TASK DESCRIPTION -
Copy the result of filtering the entries below for lines that include the string "whitewashed".

----------

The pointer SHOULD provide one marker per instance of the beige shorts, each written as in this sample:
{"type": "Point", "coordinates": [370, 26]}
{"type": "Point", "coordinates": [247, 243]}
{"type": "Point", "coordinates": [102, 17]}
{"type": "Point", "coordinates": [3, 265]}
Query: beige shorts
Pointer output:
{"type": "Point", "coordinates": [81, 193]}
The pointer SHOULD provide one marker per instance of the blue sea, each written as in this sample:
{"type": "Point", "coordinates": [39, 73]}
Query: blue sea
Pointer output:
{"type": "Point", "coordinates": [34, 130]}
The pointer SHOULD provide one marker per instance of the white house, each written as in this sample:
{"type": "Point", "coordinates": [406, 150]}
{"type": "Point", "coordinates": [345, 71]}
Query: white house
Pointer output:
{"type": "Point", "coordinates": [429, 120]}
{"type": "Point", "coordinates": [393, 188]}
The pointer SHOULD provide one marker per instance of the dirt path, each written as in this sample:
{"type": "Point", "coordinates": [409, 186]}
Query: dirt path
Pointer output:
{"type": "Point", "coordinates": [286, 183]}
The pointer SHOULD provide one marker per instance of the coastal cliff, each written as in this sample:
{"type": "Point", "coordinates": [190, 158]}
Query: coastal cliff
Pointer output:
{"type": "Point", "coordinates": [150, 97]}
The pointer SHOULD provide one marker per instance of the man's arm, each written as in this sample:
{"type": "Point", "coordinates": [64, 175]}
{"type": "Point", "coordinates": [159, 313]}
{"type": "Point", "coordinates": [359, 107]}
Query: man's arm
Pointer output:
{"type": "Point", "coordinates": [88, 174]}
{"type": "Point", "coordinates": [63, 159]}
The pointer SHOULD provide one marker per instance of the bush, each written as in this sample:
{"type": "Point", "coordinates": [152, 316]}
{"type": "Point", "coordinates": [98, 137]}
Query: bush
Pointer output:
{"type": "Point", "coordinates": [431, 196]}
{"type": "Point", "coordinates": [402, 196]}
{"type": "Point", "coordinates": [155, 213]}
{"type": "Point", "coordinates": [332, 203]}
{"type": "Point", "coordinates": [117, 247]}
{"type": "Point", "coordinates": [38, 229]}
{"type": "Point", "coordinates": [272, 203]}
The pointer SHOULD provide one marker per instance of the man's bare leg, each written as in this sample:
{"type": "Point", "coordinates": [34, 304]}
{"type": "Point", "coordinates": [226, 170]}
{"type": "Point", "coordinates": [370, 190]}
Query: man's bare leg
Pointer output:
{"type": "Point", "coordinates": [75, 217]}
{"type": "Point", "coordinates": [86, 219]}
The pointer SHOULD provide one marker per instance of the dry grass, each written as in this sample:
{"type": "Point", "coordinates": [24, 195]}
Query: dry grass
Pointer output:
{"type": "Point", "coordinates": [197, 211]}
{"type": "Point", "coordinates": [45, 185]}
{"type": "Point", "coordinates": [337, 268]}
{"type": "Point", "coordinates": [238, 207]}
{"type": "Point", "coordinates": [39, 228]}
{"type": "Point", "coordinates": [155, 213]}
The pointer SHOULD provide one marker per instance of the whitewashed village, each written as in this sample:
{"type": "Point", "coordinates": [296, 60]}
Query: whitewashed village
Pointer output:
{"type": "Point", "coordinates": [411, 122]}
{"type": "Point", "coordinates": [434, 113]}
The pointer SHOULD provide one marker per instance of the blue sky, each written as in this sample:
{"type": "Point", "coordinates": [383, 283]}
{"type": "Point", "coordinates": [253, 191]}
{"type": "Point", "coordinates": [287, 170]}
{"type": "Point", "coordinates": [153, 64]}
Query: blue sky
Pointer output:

----------

EXERCISE RESULT -
The pointer SHOULD provide one marker per instance of the whitewashed village, each written as in this sample:
Query: whitewashed village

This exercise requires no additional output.